◆ Problem 1: Reproduce the card review word for word from "Yeah you can" through "twelve packs, right?", inclusive.
◆ Problem 2: List the card names that appear in the card review, leaving out Stellar Wish.

═════ Article ═════

So yeah Otaku told me this was going to be good, and as usual he was right.  I was skeptical, I didn’t want to have to put four Escape Boards in my list, and it’s only five cards into your deck that you get to see, and it’s an easy target, and if Lysandre Labs or Field Blower are in the picture, it gets stuck in the active.  I just didn’t really want to be open minded about it.  Like they said on the Orville the other night, “Be open minded but not so open minded that your brain doesn’t fall out.”

Yeah you can let your brain fall out with this card.  It’s that good.  I don’t even know how to describe it when you use Stellar Wish, grab something awesome, and then retreat into another Jirachi so you can Stellar Wish again.  It’s almost like cheating.  It’s seriously unfair.  I mean, I like Dragonite A LOT – and this card is head and shoulders better than Dragonite.  Maybe that was part of my problem – I didn’t want this card to be better than Dragonite … but it totally is.

I traded one on Friday night for twelve TEU packs.  It was a good trade, better than anything else out there on Friday night, there were some for nine or ten.  But twelve?  Come on, this card seriously can’t be worth twelve packs, right?

═════ Material supplied ═════

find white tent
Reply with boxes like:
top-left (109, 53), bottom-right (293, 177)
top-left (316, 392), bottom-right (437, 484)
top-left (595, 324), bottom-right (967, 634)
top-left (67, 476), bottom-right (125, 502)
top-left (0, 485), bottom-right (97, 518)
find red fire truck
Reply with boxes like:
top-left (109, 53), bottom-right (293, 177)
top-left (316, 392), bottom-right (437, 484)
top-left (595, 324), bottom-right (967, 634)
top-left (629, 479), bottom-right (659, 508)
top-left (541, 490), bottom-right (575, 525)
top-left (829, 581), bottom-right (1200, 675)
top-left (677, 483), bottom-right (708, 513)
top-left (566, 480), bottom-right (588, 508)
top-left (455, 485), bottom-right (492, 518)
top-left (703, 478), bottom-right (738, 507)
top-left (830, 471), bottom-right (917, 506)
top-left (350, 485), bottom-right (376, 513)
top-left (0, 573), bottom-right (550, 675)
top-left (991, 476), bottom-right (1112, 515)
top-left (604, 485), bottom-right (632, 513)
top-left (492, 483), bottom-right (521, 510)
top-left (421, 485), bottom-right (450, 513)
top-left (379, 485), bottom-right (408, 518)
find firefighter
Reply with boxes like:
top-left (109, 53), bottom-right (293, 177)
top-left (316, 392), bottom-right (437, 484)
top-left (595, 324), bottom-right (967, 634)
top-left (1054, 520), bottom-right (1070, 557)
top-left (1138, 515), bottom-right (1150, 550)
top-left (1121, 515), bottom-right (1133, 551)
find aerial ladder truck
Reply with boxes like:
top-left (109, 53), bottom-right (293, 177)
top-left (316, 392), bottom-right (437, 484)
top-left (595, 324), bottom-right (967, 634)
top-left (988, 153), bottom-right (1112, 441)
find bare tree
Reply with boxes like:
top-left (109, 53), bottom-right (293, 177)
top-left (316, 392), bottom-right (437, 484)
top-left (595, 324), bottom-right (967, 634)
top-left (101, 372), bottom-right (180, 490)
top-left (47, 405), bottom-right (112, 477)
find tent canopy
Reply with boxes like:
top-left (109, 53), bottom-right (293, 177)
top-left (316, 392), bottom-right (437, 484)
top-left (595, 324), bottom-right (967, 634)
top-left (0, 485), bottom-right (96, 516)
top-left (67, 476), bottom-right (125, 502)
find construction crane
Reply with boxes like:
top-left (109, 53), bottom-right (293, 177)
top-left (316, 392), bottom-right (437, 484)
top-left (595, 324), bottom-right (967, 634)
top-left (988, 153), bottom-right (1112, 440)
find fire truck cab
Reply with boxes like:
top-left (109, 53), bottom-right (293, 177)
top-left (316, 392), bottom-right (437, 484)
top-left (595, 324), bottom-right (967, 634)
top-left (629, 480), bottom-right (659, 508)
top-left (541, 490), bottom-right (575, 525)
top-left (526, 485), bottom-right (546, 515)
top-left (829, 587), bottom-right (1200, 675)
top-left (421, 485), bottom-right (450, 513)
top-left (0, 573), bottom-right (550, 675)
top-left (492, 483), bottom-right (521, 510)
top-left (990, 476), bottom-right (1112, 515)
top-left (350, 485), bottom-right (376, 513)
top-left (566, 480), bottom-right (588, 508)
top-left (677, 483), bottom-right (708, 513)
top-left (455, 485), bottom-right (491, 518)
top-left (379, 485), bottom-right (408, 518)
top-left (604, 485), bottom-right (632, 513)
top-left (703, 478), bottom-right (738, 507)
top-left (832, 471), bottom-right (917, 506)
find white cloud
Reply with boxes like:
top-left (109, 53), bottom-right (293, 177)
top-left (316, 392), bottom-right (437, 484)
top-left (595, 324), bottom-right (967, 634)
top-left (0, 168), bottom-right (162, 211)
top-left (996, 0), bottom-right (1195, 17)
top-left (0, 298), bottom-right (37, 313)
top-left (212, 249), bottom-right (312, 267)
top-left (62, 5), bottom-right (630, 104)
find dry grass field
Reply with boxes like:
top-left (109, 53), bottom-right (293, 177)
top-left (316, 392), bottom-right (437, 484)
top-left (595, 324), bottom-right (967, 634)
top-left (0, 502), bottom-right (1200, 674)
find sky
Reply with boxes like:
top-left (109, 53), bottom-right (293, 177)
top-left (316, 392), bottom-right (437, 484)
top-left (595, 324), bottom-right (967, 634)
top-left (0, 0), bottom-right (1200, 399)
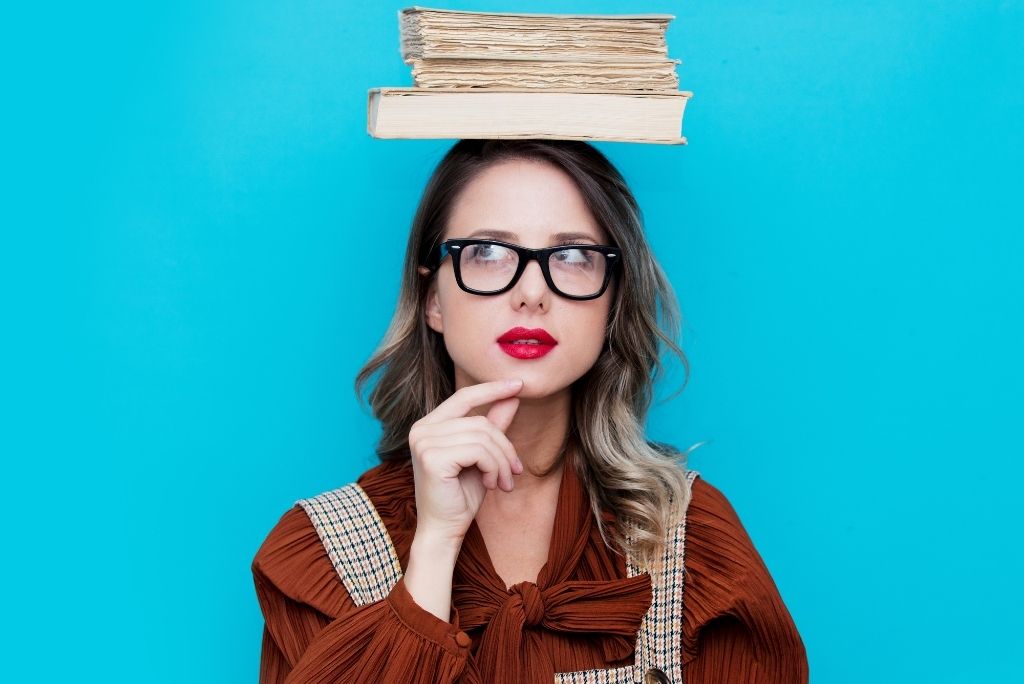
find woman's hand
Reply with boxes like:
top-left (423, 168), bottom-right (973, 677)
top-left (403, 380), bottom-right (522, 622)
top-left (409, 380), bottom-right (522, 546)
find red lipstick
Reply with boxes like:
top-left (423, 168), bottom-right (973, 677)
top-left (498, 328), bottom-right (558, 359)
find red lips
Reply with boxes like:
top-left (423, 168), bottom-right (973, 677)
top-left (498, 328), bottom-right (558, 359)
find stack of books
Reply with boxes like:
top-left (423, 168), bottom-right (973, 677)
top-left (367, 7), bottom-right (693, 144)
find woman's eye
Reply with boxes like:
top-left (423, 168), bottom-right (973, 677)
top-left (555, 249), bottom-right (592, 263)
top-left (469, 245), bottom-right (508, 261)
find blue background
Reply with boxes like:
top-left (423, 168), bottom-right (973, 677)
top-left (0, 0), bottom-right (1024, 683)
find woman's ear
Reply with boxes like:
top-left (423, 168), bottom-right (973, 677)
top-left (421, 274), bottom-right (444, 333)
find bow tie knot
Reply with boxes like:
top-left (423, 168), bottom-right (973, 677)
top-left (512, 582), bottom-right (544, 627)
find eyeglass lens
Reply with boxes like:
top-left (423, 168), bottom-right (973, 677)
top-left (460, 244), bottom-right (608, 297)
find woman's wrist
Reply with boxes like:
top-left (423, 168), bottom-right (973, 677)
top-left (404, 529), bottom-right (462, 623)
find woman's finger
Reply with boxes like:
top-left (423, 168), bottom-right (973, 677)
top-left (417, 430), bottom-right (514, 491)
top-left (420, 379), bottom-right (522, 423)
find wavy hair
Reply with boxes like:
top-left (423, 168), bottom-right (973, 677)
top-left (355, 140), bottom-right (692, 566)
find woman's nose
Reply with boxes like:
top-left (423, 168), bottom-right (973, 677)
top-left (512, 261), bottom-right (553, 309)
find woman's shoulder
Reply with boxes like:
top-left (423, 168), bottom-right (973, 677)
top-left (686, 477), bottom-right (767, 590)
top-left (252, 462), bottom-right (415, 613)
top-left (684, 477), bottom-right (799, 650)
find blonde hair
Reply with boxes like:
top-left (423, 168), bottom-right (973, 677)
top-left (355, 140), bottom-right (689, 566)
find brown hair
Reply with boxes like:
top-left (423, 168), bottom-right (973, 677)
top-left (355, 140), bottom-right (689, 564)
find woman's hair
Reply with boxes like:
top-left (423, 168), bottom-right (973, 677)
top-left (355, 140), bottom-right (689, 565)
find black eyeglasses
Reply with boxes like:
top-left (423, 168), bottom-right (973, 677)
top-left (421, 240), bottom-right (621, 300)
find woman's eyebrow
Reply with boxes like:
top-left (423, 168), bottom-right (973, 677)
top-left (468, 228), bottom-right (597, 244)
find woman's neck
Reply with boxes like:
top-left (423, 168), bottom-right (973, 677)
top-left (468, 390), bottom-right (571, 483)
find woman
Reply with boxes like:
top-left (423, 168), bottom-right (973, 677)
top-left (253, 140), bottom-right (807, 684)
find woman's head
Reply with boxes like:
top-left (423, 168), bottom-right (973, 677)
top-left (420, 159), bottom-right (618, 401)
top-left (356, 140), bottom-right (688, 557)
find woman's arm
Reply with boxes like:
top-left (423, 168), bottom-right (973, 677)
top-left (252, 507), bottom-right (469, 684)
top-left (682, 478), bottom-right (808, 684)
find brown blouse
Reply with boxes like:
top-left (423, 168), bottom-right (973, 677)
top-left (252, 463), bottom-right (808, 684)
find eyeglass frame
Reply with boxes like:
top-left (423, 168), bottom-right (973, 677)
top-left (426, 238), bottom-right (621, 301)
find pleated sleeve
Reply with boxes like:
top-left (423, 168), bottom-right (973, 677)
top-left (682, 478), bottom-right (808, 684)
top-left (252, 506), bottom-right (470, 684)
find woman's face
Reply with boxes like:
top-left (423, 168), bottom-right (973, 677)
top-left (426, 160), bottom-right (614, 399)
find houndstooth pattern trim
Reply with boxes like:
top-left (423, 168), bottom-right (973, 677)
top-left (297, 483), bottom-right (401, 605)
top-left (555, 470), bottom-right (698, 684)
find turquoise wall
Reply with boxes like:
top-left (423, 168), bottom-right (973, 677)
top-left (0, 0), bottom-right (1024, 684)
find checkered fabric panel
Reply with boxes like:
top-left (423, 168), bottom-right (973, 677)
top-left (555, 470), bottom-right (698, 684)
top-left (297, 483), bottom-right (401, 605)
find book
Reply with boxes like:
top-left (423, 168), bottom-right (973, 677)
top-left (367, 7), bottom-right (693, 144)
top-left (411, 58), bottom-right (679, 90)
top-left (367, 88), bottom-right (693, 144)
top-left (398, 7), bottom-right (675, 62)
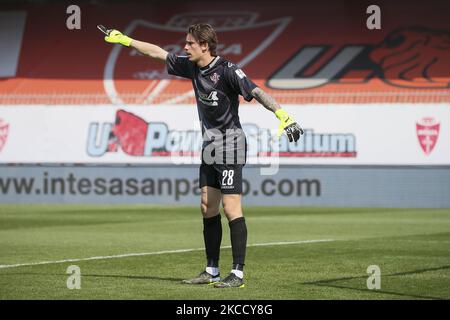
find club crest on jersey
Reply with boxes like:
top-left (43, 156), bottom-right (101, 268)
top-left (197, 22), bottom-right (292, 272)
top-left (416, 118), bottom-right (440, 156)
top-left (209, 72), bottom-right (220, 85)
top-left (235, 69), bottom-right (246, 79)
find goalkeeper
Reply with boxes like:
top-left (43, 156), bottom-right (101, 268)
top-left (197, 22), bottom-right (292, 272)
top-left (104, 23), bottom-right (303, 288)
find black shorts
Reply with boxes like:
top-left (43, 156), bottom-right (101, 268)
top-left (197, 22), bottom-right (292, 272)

═════

◆ Task answer 1:
Yeah you can let your brain fall out with this card.  It’s that good.  I don’t even know how to describe it when you use Stellar Wish, grab something awesome, and then retreat into another Jirachi so you can Stellar Wish again.  It’s almost like cheating.  It’s seriously unfair.  I mean, I like Dragonite A LOT – and this card is head and shoulders better than Dragonite.  Maybe that was part of my problem – I didn’t want this card to be better than Dragonite … but it totally is.

I traded one on Friday night for twelve TEU packs.  It was a good trade, better than anything else out there on Friday night, there were some for nine or ten.  But twelve?  Come on, this card seriously can’t be worth twelve packs, right?

◆ Task answer 2:
Escape Board
Lysandre Labs
Field Blower
Jirachi
Dragonite